_WORK INSTRUCTION_. No line of the records may be dropped; print them all again exactly.

(Natural language region descriptions)
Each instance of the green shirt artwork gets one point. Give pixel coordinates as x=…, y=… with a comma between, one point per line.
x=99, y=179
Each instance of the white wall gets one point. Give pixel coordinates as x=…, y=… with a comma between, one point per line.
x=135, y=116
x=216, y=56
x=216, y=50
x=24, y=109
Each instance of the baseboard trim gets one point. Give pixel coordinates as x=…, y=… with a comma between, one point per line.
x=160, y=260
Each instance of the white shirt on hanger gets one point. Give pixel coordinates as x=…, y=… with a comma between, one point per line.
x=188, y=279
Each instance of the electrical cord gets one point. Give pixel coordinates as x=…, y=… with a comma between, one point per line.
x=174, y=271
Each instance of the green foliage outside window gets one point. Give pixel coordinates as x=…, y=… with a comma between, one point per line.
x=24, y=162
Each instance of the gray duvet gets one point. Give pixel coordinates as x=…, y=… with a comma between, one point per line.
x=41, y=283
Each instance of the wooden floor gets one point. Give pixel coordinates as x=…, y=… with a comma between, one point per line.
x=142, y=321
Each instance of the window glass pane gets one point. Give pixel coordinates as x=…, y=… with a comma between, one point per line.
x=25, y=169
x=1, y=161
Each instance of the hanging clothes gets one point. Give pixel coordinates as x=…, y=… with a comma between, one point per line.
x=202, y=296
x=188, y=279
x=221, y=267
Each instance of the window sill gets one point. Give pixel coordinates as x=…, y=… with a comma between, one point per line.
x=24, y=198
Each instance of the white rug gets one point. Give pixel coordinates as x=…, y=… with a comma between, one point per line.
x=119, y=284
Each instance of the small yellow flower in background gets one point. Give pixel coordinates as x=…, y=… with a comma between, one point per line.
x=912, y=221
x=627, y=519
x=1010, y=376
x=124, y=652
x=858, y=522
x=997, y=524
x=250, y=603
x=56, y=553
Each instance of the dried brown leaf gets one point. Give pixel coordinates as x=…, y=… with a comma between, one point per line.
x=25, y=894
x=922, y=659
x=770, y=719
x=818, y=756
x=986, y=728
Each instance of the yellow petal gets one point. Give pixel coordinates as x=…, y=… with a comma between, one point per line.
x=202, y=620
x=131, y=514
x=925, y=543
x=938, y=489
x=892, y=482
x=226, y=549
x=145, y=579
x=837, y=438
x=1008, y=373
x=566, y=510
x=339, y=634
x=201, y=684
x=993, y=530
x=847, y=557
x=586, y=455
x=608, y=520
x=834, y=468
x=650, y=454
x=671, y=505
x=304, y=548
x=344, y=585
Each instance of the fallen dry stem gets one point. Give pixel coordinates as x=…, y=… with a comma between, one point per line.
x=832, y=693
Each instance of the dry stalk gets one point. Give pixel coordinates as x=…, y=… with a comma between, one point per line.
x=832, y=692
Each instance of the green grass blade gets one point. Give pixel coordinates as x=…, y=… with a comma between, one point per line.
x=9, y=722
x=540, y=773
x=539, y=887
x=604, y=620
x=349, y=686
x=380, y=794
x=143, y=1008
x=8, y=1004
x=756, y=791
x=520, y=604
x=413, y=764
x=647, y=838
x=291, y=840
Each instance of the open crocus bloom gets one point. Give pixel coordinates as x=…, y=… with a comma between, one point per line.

_TASK RESPONSE_.
Each instance of the green shirt artwork gets one point. Give pixel coordinates as x=…, y=… with a comma between, one point per line.
x=99, y=179
Each instance of the white wall gets one point. Give pixel coordinates as x=…, y=… with a comma between, one point per line.
x=135, y=116
x=216, y=56
x=216, y=50
x=24, y=109
Each instance of the baseboard trim gets one point. Give pixel coordinates as x=…, y=… with a comma between, one point per line.
x=160, y=260
Each instance of the white shirt on hanger gets one point. Give pixel coordinates as x=…, y=… with a comma between, one point per line.
x=188, y=279
Each instance of the electrical cord gets one point. Give pixel coordinates as x=…, y=… with a comma between, one point per line.
x=174, y=271
Each instance of the green foliage outside window gets one point. Give pixel coordinates as x=…, y=… with a comma between, one point per line.
x=24, y=162
Each instance of the gray duvet gets one point. Give pixel coordinates as x=…, y=… with a comma between, one point per line.
x=41, y=283
Each instance of the wooden floor gets one point. Give pixel coordinates as x=…, y=… with a comma between, one point per line.
x=142, y=321
Each instance of the window glass pane gets one point. Give pixel coordinates as x=…, y=… with a comma between, one point per line.
x=25, y=169
x=1, y=161
Each instance of the hanging clothes gets one point. Give pixel coordinates as x=…, y=… with a comma between, one point per line.
x=202, y=296
x=188, y=279
x=221, y=267
Each instance of the window sill gets one point. Give pixel coordinates as x=…, y=… with a comma between, one point per line.
x=24, y=198
Each instance of the white rug gets one point. Give pixel coordinates as x=…, y=… with a comma between, one point per line.
x=119, y=284
Each instance of the small yellow flower in background gets one point. Give pixel coordinates as x=…, y=… with a comma between, one point per line.
x=912, y=221
x=627, y=519
x=1010, y=376
x=124, y=652
x=858, y=522
x=997, y=524
x=250, y=603
x=56, y=553
Each instance of the dried brown leaf gets one point. Give pixel coordinates as x=…, y=… with a comma between, one point per line.
x=25, y=894
x=922, y=659
x=770, y=719
x=818, y=756
x=986, y=728
Each instance of the yellow petal gets one point. Give pixel coordinates as x=…, y=… with a comma between, one point per line.
x=202, y=620
x=131, y=514
x=925, y=543
x=938, y=489
x=892, y=482
x=226, y=549
x=145, y=579
x=837, y=438
x=1008, y=373
x=566, y=510
x=339, y=634
x=201, y=684
x=993, y=530
x=847, y=557
x=586, y=455
x=608, y=520
x=834, y=468
x=650, y=454
x=671, y=505
x=304, y=548
x=344, y=585
Each instance of the fallen dry stem gets one point. Give pixel coordinates as x=…, y=… with a comma between, one point per line.
x=832, y=693
Each instance of the dry stalk gets one point. Give pixel coordinates as x=…, y=… with a comma between, one point per line.
x=832, y=692
Each instance of the green grass blade gets one point. Give pixel coordinates as x=…, y=… with a comma between, one point per line.
x=9, y=722
x=540, y=773
x=539, y=887
x=604, y=620
x=349, y=686
x=380, y=794
x=143, y=1008
x=8, y=1004
x=756, y=791
x=520, y=604
x=413, y=764
x=647, y=838
x=291, y=840
Each instance of the open crocus bloom gets one point. Give pixel coordinates as x=…, y=… with a comma between, one point per line.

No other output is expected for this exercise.